Many hydrogen leaks are caused by defective seals or gaskets and the misalignment of valves or failures in equipment. While the risks posed by hydrogen leaks can be minimized by the gas’ tendency to disperse quickly across the atmosphere (especially in windy conditions), its risks remain high.   

Many of the actual hazards faced when handling hydrogen stem from the fact that the gas is odorless, colorless and tasteless. It is imperceptible to the human senses. Natural gas has a similar composition, but to alert those who work with the gas of leaks, odorants generally are used.   

Hydrogen Safely  

Even though the properties of hydrogen make it a dangerous gas to transport, store and use, it still offers tremendous advantages for clean energy production and use. But working with hydrogen requires that leak detection sensors, like the Molecular Property Spectrometer (MPS) Flammable Gas sensor from NevadaNano, be used to alert those in the vicinity of a leak.   

When high safety standards are implemented, and reliable leak detection systems are in place, hydrogen can be used safely for many commercial and industrial purposes.  

The proper detection technology combined with safe handling practices helps manufacturers reduce the threat of a fire or explosion and avoid millions of dollars of costs related to lost productivity, the rebuilding of equipment and the potential loss of life of workers who may have been present. The potential savings resulting from avoiding hydrogen-related disasters is incalculable.  

The defense used most often to prevent hydrogen-related catastrophes is hydrogen sensors. Modern hydrogen sensors use several mechanisms to detect the presence and concentration of hydrogen, including gas chromatography, mass spectrometry, catalytic bead and thermal conductivity.   

Additional technological breakthroughs also have seen the introduction of palladium-based sensors, which have the advantage of working reliably in low- or no-oxygen environments.  

Selecting the best sensor for your environment often means understanding the characteristics of each type – including their limitations – and understanding the environmental conditions where it will be in use. Before selecting a hydrogen sensor or detector, the following parameters should be considered:  

n Performance: The optimal performance of hydrogen sensors is best achieved when the most suitable sensor is selected for a specific application. Sensors can be purchased with a wide operating range, optimized sensitivity below the lower flammability limit (LFL) in air, fast response times, continuous operation and for use in wet conditions. Some options can even work in low- or no-oxygen environments. Users should consider what environmental factors may be present when testing to help identify the most suitable sensor.

DATASET ROWS —
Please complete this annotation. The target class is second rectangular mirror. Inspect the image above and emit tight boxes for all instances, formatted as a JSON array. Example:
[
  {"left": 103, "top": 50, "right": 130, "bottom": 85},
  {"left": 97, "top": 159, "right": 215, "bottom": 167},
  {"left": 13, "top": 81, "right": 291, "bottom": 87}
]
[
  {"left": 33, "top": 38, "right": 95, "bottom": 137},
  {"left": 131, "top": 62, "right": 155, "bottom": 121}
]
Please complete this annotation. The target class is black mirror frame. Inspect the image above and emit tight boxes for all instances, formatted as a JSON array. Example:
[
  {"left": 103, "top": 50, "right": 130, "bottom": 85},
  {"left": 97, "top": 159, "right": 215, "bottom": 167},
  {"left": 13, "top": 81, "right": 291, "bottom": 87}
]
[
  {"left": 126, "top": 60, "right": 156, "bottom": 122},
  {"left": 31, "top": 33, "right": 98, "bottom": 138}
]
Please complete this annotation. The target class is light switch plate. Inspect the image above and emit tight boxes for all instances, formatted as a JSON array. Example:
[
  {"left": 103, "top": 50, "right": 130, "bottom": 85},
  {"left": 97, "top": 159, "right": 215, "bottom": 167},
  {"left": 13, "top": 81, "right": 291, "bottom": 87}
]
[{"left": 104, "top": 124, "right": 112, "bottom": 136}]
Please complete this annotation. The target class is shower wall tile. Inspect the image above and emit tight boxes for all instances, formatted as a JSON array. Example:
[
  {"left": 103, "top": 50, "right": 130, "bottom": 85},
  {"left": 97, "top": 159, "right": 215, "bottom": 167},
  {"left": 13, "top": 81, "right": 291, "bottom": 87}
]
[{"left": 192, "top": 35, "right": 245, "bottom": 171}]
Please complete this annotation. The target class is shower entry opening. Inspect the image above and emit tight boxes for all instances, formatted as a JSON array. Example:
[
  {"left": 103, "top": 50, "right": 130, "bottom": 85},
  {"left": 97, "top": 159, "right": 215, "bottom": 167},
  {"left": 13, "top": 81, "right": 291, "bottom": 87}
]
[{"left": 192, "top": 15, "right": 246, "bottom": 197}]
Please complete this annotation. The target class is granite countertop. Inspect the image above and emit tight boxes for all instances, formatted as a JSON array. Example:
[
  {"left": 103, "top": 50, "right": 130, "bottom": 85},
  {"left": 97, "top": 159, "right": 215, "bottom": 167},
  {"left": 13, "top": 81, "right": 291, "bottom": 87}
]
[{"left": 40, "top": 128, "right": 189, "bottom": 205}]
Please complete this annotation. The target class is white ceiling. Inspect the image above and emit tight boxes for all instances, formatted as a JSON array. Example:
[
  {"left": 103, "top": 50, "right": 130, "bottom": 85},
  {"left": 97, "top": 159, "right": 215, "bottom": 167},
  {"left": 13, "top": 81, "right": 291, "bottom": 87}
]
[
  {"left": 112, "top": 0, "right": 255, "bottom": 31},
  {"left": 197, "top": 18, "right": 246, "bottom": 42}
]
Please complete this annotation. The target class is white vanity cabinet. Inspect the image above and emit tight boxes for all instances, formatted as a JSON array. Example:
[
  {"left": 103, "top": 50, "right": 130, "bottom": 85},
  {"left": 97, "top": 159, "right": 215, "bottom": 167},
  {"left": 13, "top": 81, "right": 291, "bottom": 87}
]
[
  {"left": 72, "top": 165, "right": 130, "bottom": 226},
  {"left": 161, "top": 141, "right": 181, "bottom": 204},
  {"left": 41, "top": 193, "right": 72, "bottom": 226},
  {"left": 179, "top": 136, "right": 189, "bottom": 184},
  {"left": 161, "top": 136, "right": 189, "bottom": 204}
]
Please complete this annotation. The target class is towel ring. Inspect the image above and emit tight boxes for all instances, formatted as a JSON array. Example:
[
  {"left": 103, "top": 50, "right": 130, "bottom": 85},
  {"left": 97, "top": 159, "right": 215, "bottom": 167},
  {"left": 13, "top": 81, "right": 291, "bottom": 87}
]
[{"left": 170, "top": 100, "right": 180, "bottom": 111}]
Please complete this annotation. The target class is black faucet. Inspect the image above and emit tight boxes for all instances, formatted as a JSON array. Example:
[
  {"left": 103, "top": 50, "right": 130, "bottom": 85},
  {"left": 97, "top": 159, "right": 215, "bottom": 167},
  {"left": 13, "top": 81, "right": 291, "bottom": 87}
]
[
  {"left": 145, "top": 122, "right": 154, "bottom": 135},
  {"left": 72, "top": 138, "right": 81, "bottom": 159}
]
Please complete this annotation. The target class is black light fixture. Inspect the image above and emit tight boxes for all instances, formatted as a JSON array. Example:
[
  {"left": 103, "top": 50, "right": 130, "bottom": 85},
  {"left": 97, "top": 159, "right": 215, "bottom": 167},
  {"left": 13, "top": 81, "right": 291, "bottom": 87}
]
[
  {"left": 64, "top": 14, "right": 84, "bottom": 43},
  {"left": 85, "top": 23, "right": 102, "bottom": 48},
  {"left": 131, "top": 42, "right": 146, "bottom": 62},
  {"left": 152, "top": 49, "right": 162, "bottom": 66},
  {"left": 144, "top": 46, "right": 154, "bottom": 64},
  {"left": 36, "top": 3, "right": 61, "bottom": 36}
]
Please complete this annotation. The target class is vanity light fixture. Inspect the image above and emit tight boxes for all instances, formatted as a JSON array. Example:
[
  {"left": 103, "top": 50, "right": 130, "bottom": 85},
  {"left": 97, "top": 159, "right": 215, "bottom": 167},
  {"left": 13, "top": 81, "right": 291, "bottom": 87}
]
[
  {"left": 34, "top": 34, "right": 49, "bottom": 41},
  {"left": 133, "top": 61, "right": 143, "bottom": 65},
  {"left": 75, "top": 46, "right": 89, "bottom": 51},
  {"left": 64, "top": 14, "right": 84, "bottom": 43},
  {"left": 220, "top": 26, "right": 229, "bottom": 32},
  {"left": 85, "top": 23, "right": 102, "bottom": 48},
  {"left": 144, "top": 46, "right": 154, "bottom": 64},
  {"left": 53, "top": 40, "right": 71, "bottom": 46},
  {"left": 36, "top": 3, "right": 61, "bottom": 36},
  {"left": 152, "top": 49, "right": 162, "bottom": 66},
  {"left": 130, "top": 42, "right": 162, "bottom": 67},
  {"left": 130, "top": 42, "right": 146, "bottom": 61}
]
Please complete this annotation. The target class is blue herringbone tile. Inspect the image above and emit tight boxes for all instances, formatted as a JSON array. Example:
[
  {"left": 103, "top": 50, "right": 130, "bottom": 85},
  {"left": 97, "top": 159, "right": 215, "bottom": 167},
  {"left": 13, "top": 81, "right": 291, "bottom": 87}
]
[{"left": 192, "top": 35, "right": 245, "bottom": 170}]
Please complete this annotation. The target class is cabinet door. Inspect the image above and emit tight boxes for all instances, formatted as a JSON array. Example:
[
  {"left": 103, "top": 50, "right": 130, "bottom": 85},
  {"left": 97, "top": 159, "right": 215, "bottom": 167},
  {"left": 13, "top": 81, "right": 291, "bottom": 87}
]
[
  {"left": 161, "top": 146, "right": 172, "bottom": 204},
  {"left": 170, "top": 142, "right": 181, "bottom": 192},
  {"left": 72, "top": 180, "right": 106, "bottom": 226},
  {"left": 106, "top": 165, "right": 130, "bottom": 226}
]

GOAL —
Can you retype the hydrogen safety passage word for word, starting at "Selecting the best" and ending at "most suitable sensor."? The data above stand apart from the hydrogen safety passage.

RESULT FOR THIS EXERCISE —
Selecting the best sensor for your environment often means understanding the characteristics of each type – including their limitations – and understanding the environmental conditions where it will be in use. Before selecting a hydrogen sensor or detector, the following parameters should be considered:  

n Performance: The optimal performance of hydrogen sensors is best achieved when the most suitable sensor is selected for a specific application. Sensors can be purchased with a wide operating range, optimized sensitivity below the lower flammability limit (LFL) in air, fast response times, continuous operation and for use in wet conditions. Some options can even work in low- or no-oxygen environments. Users should consider what environmental factors may be present when testing to help identify the most suitable sensor.